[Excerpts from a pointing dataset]
* start *

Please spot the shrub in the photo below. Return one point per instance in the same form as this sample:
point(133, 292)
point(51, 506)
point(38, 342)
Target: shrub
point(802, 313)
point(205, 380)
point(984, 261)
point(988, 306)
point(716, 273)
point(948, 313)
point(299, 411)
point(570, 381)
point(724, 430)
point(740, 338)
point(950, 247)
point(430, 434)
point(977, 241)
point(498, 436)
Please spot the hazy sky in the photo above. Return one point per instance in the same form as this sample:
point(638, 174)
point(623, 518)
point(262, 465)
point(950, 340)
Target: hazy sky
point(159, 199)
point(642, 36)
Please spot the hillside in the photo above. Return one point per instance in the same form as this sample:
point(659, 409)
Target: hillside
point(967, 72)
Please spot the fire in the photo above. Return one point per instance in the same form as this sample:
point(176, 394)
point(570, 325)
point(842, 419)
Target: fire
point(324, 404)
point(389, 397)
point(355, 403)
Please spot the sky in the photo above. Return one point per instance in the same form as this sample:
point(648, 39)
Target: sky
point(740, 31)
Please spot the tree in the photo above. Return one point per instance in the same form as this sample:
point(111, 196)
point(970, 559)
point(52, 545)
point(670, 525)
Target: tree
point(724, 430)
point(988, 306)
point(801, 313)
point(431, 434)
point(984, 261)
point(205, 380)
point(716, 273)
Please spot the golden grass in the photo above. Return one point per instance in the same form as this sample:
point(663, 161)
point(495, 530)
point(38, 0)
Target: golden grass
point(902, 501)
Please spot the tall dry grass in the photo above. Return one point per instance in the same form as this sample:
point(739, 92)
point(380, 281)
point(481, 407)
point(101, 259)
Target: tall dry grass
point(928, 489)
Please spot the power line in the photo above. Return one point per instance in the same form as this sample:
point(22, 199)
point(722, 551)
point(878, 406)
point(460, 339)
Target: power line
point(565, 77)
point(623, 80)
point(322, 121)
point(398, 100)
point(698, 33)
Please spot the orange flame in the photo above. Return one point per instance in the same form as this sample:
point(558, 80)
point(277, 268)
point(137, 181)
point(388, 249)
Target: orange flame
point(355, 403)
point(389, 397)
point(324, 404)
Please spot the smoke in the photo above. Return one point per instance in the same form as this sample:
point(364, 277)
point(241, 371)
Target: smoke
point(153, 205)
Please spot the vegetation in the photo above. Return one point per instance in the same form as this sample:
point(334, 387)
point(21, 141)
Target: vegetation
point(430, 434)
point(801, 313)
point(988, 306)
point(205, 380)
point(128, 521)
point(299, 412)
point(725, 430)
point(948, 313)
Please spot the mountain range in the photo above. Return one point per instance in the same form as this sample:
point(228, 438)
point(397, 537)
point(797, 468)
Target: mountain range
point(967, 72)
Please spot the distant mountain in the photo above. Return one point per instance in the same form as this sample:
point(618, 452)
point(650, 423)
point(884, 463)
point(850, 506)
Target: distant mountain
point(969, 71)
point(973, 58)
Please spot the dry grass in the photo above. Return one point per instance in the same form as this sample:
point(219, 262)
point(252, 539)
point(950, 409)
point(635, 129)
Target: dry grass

* end *

Reproduce all of the material above line for line, without altering anything.

### TASK SOLUTION
Please spot the shrub in the photo below. Return one point per instance in the same form as this sample:
point(133, 292)
point(51, 506)
point(38, 342)
Target: shrub
point(802, 313)
point(205, 380)
point(984, 261)
point(988, 306)
point(716, 273)
point(948, 313)
point(299, 411)
point(570, 381)
point(724, 430)
point(740, 338)
point(950, 247)
point(430, 434)
point(977, 241)
point(498, 436)
Please spot the hazy sky in the photo above. Return one point per instance in the same form as this sample:
point(638, 174)
point(623, 518)
point(262, 465)
point(950, 340)
Target: hazy sky
point(159, 199)
point(642, 36)
Please spot the hillside in the photo above. Return one point per instance in the same form as this sample:
point(659, 409)
Target: hillside
point(967, 72)
Please spot the fire in the photo above. Return one point per instance in the same form as this sample:
point(176, 394)
point(570, 325)
point(842, 419)
Target: fire
point(324, 404)
point(389, 397)
point(355, 403)
Please spot the sky in the photo above. Return one point per instance in the same form as this sample:
point(648, 39)
Target: sky
point(740, 31)
Please spot the tree in the photo above. Return one point per instance in the same form as this sample:
point(111, 196)
point(970, 559)
point(52, 545)
point(670, 525)
Target: tree
point(724, 430)
point(988, 306)
point(801, 313)
point(431, 434)
point(984, 261)
point(205, 380)
point(716, 273)
Please spot the golden grass in the photo above. Return one point per instance in the same form as this sample:
point(663, 161)
point(495, 530)
point(38, 0)
Target: golden grass
point(902, 501)
Please spot the tall dry grass in the photo above. Return one point per instance in the same form as this sample:
point(739, 92)
point(380, 281)
point(481, 407)
point(101, 259)
Target: tall dry grass
point(928, 489)
Please spot the power line in the photo above. Return one point per instance in the same form as this sample:
point(22, 199)
point(722, 551)
point(878, 406)
point(460, 339)
Target: power line
point(565, 77)
point(623, 80)
point(322, 121)
point(398, 100)
point(698, 33)
Please spot the orange flame in the photo above. Return one point per instance in the same form as this sample:
point(558, 80)
point(277, 268)
point(137, 181)
point(388, 249)
Target: orange flame
point(355, 403)
point(389, 397)
point(324, 404)
Please spot the smoke in the photo above. Return one point per instance in the same form as this sample:
point(364, 277)
point(241, 371)
Target: smoke
point(153, 205)
Please spot the vegetation in the photo above. Return one point per instance in the same form as this sample:
point(334, 387)
point(21, 141)
Target: vegetation
point(430, 434)
point(801, 313)
point(988, 306)
point(205, 380)
point(128, 521)
point(299, 412)
point(725, 430)
point(948, 313)
Please spot the mountain range in the photo above. Return one point per instance in the same form as this sample:
point(228, 438)
point(397, 537)
point(797, 468)
Target: mountain range
point(967, 72)
Please spot the distant mountain in the photo above. Return one point per instance in the same form as this sample:
point(618, 452)
point(650, 423)
point(884, 463)
point(850, 506)
Target: distant mountain
point(969, 71)
point(973, 58)
Please spot the dry grass in the photo above. Return one point per instance in the same form as this sample:
point(219, 262)
point(252, 539)
point(950, 409)
point(635, 129)
Target: dry grass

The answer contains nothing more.